- TASK DETAILS -
An exact transcription of all the data is required, with every image removed.

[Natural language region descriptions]
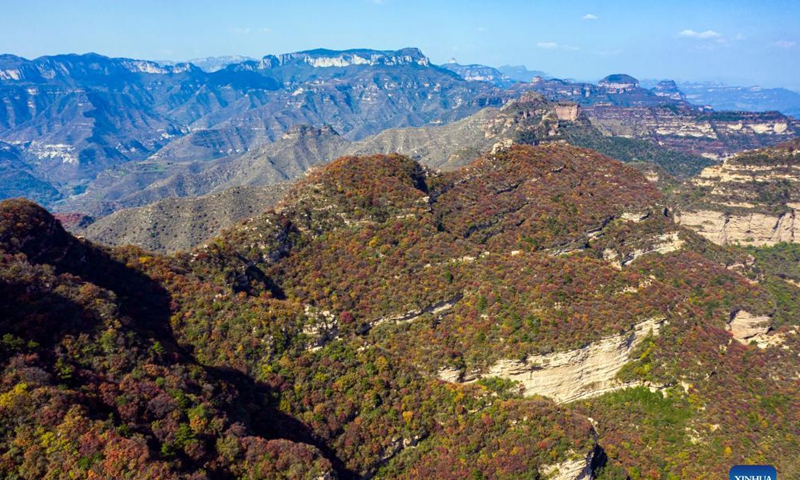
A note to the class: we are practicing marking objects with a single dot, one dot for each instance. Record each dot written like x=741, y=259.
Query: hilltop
x=391, y=321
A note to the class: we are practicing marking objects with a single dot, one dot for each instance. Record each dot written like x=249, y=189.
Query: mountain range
x=535, y=312
x=92, y=134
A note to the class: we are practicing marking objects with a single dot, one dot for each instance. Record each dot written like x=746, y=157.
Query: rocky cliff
x=750, y=199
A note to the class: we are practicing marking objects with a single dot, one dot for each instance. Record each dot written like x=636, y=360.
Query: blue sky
x=735, y=41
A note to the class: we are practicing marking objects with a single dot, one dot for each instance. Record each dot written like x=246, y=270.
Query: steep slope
x=468, y=277
x=395, y=322
x=749, y=199
x=94, y=383
x=175, y=224
x=76, y=116
x=754, y=99
x=139, y=184
x=121, y=364
x=714, y=135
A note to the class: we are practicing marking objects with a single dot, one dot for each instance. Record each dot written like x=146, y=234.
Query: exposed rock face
x=664, y=243
x=745, y=326
x=619, y=83
x=176, y=224
x=751, y=198
x=683, y=128
x=478, y=73
x=756, y=229
x=582, y=373
x=578, y=469
x=669, y=89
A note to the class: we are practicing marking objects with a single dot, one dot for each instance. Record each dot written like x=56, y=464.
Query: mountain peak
x=619, y=82
x=322, y=58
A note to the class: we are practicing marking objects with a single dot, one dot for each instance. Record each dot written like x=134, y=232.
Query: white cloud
x=554, y=46
x=607, y=53
x=699, y=35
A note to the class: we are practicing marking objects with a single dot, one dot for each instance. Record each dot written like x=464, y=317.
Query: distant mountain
x=173, y=224
x=755, y=99
x=521, y=73
x=535, y=313
x=75, y=116
x=213, y=64
x=176, y=224
x=479, y=73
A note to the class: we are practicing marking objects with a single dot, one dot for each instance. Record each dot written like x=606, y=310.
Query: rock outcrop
x=746, y=327
x=575, y=374
x=751, y=198
x=576, y=469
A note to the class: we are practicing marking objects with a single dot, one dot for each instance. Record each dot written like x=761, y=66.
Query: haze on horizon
x=737, y=42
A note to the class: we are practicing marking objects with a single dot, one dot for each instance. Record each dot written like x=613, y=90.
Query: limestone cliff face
x=575, y=374
x=577, y=469
x=751, y=198
x=713, y=134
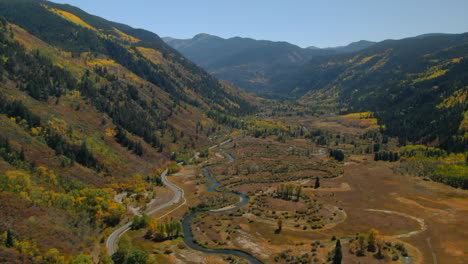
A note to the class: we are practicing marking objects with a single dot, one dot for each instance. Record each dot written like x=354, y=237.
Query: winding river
x=188, y=235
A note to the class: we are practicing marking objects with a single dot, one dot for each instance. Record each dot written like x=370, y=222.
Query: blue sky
x=322, y=23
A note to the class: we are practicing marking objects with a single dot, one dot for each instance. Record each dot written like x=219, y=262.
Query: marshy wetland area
x=302, y=197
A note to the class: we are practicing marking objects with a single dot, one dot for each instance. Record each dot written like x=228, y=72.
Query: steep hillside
x=90, y=108
x=416, y=87
x=248, y=63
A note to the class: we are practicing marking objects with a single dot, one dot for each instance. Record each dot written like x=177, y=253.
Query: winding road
x=111, y=242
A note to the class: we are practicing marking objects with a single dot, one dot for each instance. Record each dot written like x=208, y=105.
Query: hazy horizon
x=305, y=23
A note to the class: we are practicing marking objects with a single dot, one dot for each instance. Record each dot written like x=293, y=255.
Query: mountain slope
x=417, y=87
x=248, y=63
x=90, y=108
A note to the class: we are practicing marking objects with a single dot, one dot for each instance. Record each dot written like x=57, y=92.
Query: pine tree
x=9, y=241
x=338, y=256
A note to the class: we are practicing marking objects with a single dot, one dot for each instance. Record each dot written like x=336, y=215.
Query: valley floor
x=428, y=219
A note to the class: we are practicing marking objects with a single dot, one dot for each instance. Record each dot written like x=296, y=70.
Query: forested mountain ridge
x=90, y=108
x=248, y=63
x=416, y=87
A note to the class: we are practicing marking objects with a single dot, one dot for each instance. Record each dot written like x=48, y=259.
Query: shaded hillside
x=416, y=87
x=248, y=63
x=90, y=108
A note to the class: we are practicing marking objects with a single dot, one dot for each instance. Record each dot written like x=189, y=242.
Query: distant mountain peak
x=203, y=36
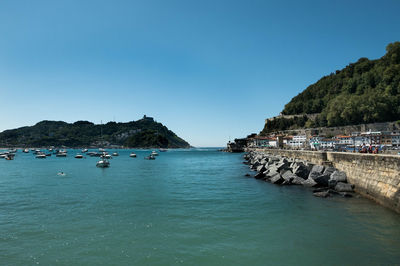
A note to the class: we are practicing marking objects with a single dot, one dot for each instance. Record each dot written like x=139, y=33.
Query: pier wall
x=375, y=176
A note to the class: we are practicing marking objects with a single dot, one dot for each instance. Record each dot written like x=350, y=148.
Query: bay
x=191, y=207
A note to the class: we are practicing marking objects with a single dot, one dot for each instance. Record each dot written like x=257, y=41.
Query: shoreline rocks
x=279, y=170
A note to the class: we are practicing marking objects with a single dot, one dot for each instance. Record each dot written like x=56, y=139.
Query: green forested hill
x=139, y=134
x=367, y=91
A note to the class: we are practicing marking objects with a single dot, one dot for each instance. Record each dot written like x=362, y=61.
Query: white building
x=395, y=140
x=297, y=141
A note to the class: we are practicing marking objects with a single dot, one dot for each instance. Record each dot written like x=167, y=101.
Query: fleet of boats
x=102, y=153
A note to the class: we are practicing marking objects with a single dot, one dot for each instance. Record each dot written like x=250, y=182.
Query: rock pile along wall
x=375, y=176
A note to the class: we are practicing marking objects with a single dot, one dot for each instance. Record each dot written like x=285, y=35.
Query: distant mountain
x=367, y=91
x=144, y=133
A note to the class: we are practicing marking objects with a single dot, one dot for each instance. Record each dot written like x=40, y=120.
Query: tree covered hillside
x=139, y=134
x=367, y=91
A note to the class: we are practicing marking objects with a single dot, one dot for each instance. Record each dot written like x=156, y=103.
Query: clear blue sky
x=209, y=70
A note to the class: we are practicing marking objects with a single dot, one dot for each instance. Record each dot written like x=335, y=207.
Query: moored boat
x=41, y=156
x=103, y=163
x=150, y=157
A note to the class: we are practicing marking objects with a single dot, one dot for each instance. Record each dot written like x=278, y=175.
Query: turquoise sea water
x=191, y=207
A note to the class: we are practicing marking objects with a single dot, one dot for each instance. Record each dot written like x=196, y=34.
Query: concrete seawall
x=375, y=176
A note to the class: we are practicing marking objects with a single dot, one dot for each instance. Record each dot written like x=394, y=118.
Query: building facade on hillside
x=345, y=140
x=395, y=140
x=374, y=137
x=297, y=141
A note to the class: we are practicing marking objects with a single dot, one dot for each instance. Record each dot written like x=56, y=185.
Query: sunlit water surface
x=192, y=207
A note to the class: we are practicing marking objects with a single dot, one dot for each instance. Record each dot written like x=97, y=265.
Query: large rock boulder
x=316, y=171
x=261, y=168
x=329, y=170
x=282, y=166
x=288, y=176
x=297, y=180
x=301, y=170
x=339, y=176
x=344, y=187
x=259, y=175
x=322, y=194
x=322, y=180
x=332, y=183
x=276, y=179
x=309, y=183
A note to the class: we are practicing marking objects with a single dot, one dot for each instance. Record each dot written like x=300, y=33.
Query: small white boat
x=9, y=156
x=103, y=163
x=150, y=157
x=41, y=156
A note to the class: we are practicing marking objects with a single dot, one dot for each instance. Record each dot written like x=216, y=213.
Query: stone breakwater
x=325, y=179
x=376, y=177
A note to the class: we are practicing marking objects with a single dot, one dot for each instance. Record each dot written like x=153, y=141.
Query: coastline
x=374, y=176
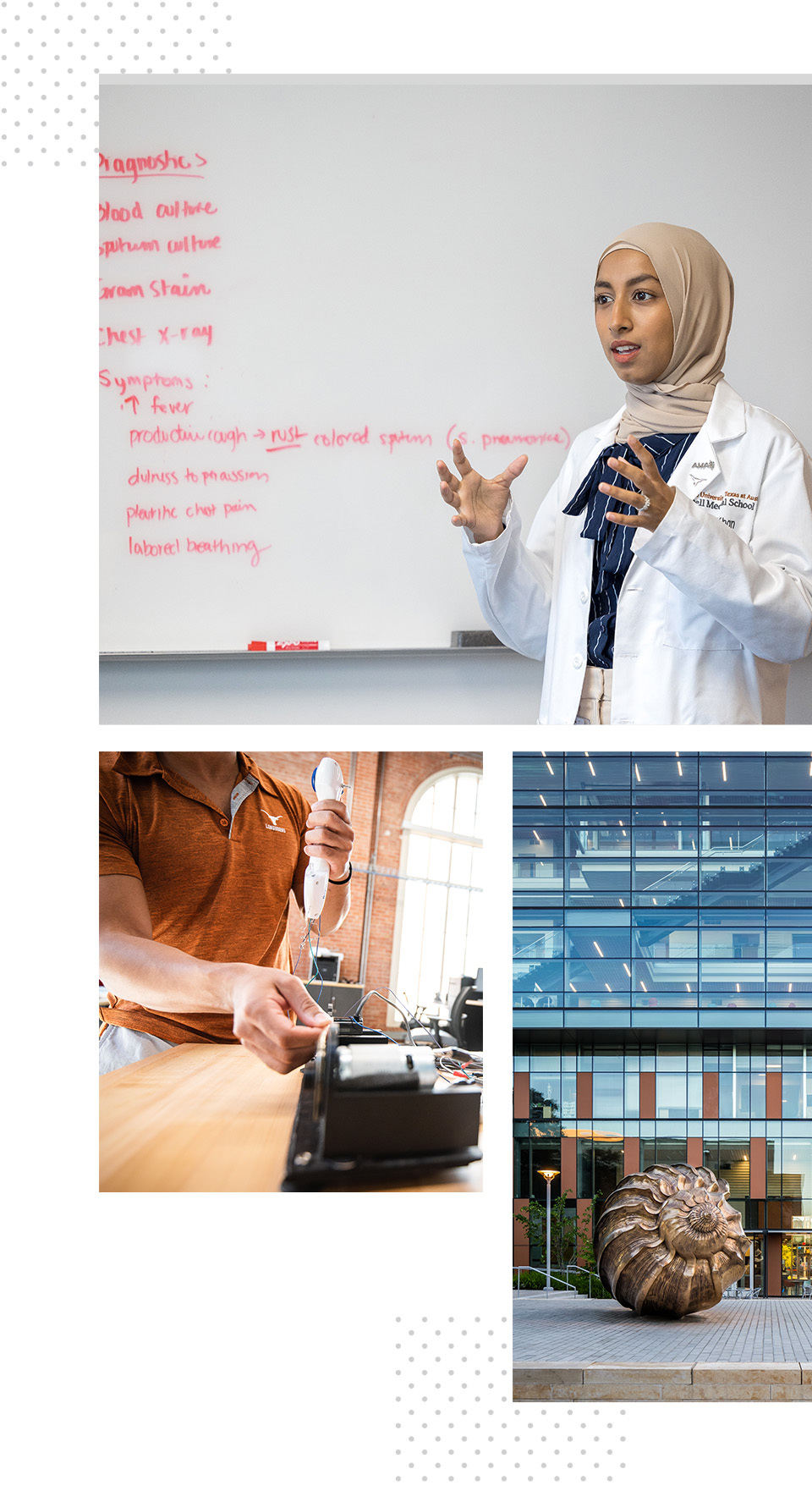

- TASK RESULT -
A note to the class: we are practicing marking objects with a single dot, one dot for each instance. Record each dot written like x=741, y=259.
Query: hilltop
x=391, y=321
A note to the class: we are practicing marking objects with a single dot, one dot for each instance. Record each dot written like x=249, y=189.
Query: mountain range
x=535, y=312
x=92, y=134
A note to the class: we are practicing marking objects with a single dot, one dot for each instance. Record each dot written like x=746, y=157.
Query: rocky cliff
x=750, y=199
A note to the class: we are practicing marking objects with a single dot, one dot for each instance. Record each dot written like x=636, y=360.
Query: blue sky
x=735, y=41
A note to the class: we are practicing marking objects with a single dot, one dot for each instance. Record each dot written like x=246, y=270.
Query: steep slope
x=468, y=277
x=395, y=322
x=749, y=199
x=94, y=383
x=175, y=224
x=76, y=116
x=754, y=99
x=139, y=184
x=121, y=364
x=714, y=135
A note to the class: we are practicing marking objects with a single dot, one dot for each instance. Record each dot written like x=146, y=234.
Query: exposed rock face
x=664, y=243
x=745, y=326
x=619, y=83
x=176, y=224
x=751, y=198
x=683, y=128
x=478, y=73
x=756, y=229
x=582, y=373
x=578, y=469
x=669, y=89
A note to the class: we are practicing marking objects with a single dot, one dot for each instance. Record each dot written like x=56, y=464.
Query: mountain peak
x=619, y=82
x=322, y=58
A note to the class: we are practicing marking objects with a single dot, one dot for each instance. Record each dot written like x=134, y=232.
Query: white cloud
x=554, y=46
x=607, y=53
x=699, y=35
A note to the class: we are practicing marking objects with a single dot, one dot for each instance. Record each dot written like x=464, y=317.
Query: distant mountain
x=173, y=224
x=755, y=99
x=521, y=73
x=535, y=313
x=75, y=116
x=213, y=64
x=176, y=224
x=479, y=73
A note to the class: we are practicing marking objects with a single dot, one dot for each instance. Record each dot written like x=606, y=310.
Query: rock outcrop
x=746, y=327
x=575, y=374
x=751, y=198
x=576, y=469
A note to the class: we are practicing marking objects with a single dot, one dot for each instance. Record each dot written like x=761, y=66.
Query: haze on horizon
x=737, y=42
A note to the class: we are practicing marking objects with a single dot, one dot for each instance. Record each dot written like x=613, y=90.
Query: limestone cliff face
x=575, y=374
x=577, y=469
x=751, y=198
x=713, y=134
A note to the class: we are practicing marking objects with a single dot, one dot for each instance. Record each dot written like x=354, y=237.
Query: winding river
x=188, y=235
A note to the class: we are practicing marking objects with a single dot, one dot for each instance. Record each dot written like x=370, y=222.
Query: blue sky
x=322, y=23
A note to the class: we are practicing marking objects with a single dot, one dot for each instance. Record each dot written like x=219, y=262.
Query: marshy wetland area
x=302, y=197
A note to the class: we are practicing marking objects with a single dot, one dot for each instance. Record each dot written like x=228, y=72.
Query: steep hillside
x=90, y=108
x=416, y=87
x=248, y=63
A note to the class: we are practicing marking objects with a single dot, one dot for each instance. Record each dot written like x=177, y=253.
Query: winding road
x=111, y=242
A note to the class: we are practicing marking objects with a single dot, one dot for each instance. Record each dot written like x=208, y=105.
Query: hazy horizon
x=305, y=23
A note to the class: we are practicing marking objects with a single dot, one dot for each instance. Record each dot written like x=293, y=255.
Query: mountain slope
x=417, y=87
x=248, y=63
x=90, y=108
A note to the class: we are practicing marking objects with a single dot, one dot for each instance. Record each dot written like x=57, y=92.
Query: pine tree
x=9, y=241
x=338, y=256
A note to the class: we are practicing marking objects with a single dot, one dot for each instance. Record each dot written like x=336, y=215.
Query: valley floor
x=428, y=219
A note to the class: we are practicing marking objects with a single dot, one dot for each instance. Record each dot written like x=296, y=70.
Query: forested mountain ridge
x=90, y=108
x=248, y=63
x=416, y=87
A note to the class: we are practicing marking objects with a single dot, one dot for each instance. Record each dot written like x=48, y=259.
Query: shaded hillside
x=416, y=87
x=248, y=63
x=90, y=108
A note to the class: we are practicing marking objects with a single dot, one dot for each instance. Record each dot written like x=189, y=242.
Query: distant mountain peak
x=203, y=36
A note to the class: we are practicing marking objects with a single dot, one dot for each instance. Record each dot written like x=139, y=33.
Query: pier wall
x=375, y=176
A note to the class: we are practicing marking objects with a single dot, one dot for each instance. Record each dot written like x=350, y=148.
Query: bay
x=191, y=207
A note to the class: we are practicing marking objects with a single dot, one dot for each instance. Record each dot written like x=257, y=41.
Query: shoreline rocks
x=279, y=170
A note to the class: we are practicing marking objects with a single dot, one dot for each instance. Record each dot written like x=56, y=139.
Query: green forested hill
x=139, y=134
x=367, y=91
A note to the class: we are practicing marking objects with a single dot, one dot for each instance. Record each dot written like x=362, y=61.
Query: white building
x=395, y=140
x=297, y=141
A note to the class: we are practicing marking objects with a single dot, one dot for each instance. Record each dot written like x=167, y=101.
Query: fleet of boats
x=102, y=153
A note to the class: we are practicing marking objects with a single dot, one dot for each instance. Record each dot written like x=250, y=182.
Query: rock pile along wall
x=375, y=176
A note to the class: we are practicing marking objects with a single dot, one dot for each instance. Record each dot written like x=285, y=35.
Query: distant mountain
x=367, y=91
x=144, y=133
A note to the class: we are practicing marking objects with a single dot, one dot for each instance. Record each dot written like x=40, y=120.
Query: tree covered hillside
x=139, y=134
x=367, y=91
A note to the class: we are practicing marking objects with a single dot, one dot for each instance. Record each dot written like x=156, y=103.
Query: clear blue sky
x=209, y=70
A note to the class: we are practicing marking objects with a single dot, one dot for each instance. Record each dot written like x=335, y=207.
Query: moored boat
x=41, y=156
x=103, y=163
x=150, y=157
A note to the class: we are practicing marking objects with a single dot, one dot for each instance. Record each dot written like x=278, y=175.
Query: turquoise sea water
x=191, y=207
A note to the class: we are practicing marking objects with a single dot, one dot for each instance. Record each dot written like x=196, y=34.
Query: concrete seawall
x=375, y=176
A note to the class: we are practicing marking objects with a single dot, one dot for each instance. Record each dot written like x=394, y=118.
Query: building facade on hillside
x=345, y=140
x=395, y=140
x=374, y=137
x=297, y=141
A note to the class: we are practicing marking objects with a single dot, one dot for each instance. Record each dot written like x=56, y=185.
Query: sunlit water surface
x=192, y=207
A note to the class: we are practicing marking objects with a single dot, one dot for each instance. Record each dot written like x=97, y=265.
Query: large rock boulder
x=316, y=171
x=261, y=168
x=329, y=170
x=282, y=166
x=288, y=176
x=297, y=180
x=301, y=170
x=339, y=176
x=344, y=187
x=259, y=175
x=322, y=194
x=322, y=180
x=332, y=183
x=276, y=179
x=309, y=183
A note to the class: we are practicing marking objects with a single dot, one dot for each instance. Record each dot written like x=300, y=33.
Query: small white boat
x=9, y=156
x=103, y=163
x=150, y=157
x=41, y=156
A note to the class: we are practicing marking objects with a single dot, one dot for each instance. Record each dot written like x=216, y=213.
Query: stone breakwater
x=325, y=179
x=376, y=177
A note to the class: we are practicing marking objects with a single dot, one dot for each instance. Record each dot written like x=153, y=141.
Query: coastline
x=374, y=176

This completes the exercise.